* _Source passage_
┌──
The day that he was slain in his clinic in Red Deer, Alta., Walter Reynolds had called his mother in his native South Africa to tell her how well things had been going recently.
Dr. Reynolds told his mother that “it was a lovely summer holiday that they had; the weather was perfect,” a family friend, Carin Booysen, said in an interview from South Africa.
Later that Monday morning, the 45-year-old physician was at work at the Village Mall Walk In Clinic in Red Deer, located about halfway between Calgary and Edmonton.
Around 11 a.m., a man with a machete came to the clinic and attacked Dr. Reynolds, according to the RCMP and court documents.
One patient, Anina Mullin, told the Red Deer Advocate that she was in the waiting room when she heard banging noises and screams from the examination room. She said two men in the waiting room held the door shut to keep the suspect inside until police arrived in response to a 911 call.
Dr. Reynolds died in hospital.
The RCMP has charged a 54-year-old Red Deer man, Deng Mabiour, with the first-degree murder of Dr. Reynolds, assaulting another doctor with a machete and assaulting a police officer. RCMP Superintendent Gerald Grobmeier said that the other doctor was not physically harmed while the officer’s injuries were minor.
Mr. Mabiour is scheduled to appear in court on Wednesday. The first-degree murder charge means that investigators think the killing of Dr. Reynolds was premeditated.
Supt. Grobmeier said the police believe Dr. Reynolds knew his attacker, but he declined to say whether the suspect was a patient, citing doctor-patient confidentiality.
└──
* _Referring expression data_
┌──
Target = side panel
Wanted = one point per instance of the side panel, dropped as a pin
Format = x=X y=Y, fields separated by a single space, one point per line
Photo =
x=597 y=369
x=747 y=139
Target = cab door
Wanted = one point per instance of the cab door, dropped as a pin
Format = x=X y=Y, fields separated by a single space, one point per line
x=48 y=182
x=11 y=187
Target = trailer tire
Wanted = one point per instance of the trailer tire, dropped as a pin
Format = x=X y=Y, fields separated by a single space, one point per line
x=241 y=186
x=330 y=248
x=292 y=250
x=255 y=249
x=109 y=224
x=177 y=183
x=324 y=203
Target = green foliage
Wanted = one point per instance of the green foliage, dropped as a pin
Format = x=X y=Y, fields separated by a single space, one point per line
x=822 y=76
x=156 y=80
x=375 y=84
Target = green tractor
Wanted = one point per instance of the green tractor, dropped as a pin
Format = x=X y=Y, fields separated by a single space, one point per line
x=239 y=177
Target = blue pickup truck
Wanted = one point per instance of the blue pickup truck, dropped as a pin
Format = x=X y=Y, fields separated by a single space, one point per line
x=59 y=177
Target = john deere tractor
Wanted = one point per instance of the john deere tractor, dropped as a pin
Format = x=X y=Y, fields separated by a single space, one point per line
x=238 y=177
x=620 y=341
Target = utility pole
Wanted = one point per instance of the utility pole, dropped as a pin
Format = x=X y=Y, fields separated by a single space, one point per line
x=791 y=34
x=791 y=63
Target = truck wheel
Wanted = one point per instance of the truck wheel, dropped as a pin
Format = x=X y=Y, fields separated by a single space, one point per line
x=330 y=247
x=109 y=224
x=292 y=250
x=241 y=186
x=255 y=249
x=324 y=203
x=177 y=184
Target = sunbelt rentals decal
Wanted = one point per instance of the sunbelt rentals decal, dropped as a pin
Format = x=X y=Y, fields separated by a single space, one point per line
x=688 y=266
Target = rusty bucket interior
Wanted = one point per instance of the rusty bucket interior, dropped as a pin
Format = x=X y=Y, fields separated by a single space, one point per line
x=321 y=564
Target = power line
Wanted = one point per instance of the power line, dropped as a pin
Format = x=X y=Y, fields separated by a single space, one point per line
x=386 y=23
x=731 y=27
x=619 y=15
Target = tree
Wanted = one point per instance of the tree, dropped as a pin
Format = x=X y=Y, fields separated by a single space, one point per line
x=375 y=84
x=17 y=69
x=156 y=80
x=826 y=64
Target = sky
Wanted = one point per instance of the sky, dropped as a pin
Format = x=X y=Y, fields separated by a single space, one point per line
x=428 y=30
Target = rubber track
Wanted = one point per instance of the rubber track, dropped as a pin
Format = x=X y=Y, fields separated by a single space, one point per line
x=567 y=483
└──
* _Exercise objective_
Could you continue the news report on the killing of Dr. Walter Reynolds, picking up right after its last sentence?

* _Your response_
“This was not a random attack; it was targeted,” he said at a news conference on Tuesday. “The suspect and Dr. Reynolds knew each other through the clinic.” He declined to discuss a potential motive.
Supt. Grobmeier said the police arrived within minutes of the 911 call.
The officer who was attacked was struck with a blunt object, he said.
Ms. Mullin said the suspect tossed out a blood-covered hammer when the police opened the examination room door with their guns drawn.
There were 13 people in the clinic at the time and a city bus transported witnesses to the nearby RCMP detachment to be interviewed.
Dr. Reynolds moved to Canada from South Africa shortly after he graduated from the University of Pretoria, Ms. Booysen said.
“He was an extremely loving father and I think he did the best for his children by going to Canada.”
She said Dr. Reynolds grew up in Gauteng province, near the South African capital of Pretoria, and was one of the four sons of a civil engineer. The youngest brother was a police officer who died after being shot on duty.
South Africa has a high rate of violent crimes so it was a surprise to Ms. Booysen that her friend had been killed in Canada.
“This is extreme shock. We are actually used to violence. To hear that something like that happened there [in Canada] is something of a shock.”
Dr. Reynolds was smart, a good piano player and also very athletic, enjoying running, swimming and cycling, she said. As a result, he and his wife, Anelia, enjoyed many activities available in Alberta’s outdoors.
“In Canada, everything appealed to him,” Ms. Booysen said.
His sister-in-law, Adel Jansen, remembered Dr. Reynolds – who she referred to as Wallie – as a devoted father and husband with a great sense of humour and an infectious laugh.
“He was an exemplary human being, touched everyone’s lives whom he met, made an impression, made you want to be a better person,” Ms. Jansen wrote in an e-mail.
“What a great father he was. His daughters absolutely adored him, and he them. They did fun things, he always made sure to spend time with them, play a board game, go bike riding, take them to swimming or piano lessons – just being an involved dad.”
Ms. Jansen said Dr. Reynolds loved being a doctor and was good at it.
“He knew how to make someone feel special,” she wrote. “He worked so hard to get the clinic up and running and being successful.”
Johan Myburgh, a fellow Red Deer doctor, set up a GoFundMe campaign to raise money for Dr. Reynolds’s daughters that had garnered more than $100,000 by Tuesday afternoon.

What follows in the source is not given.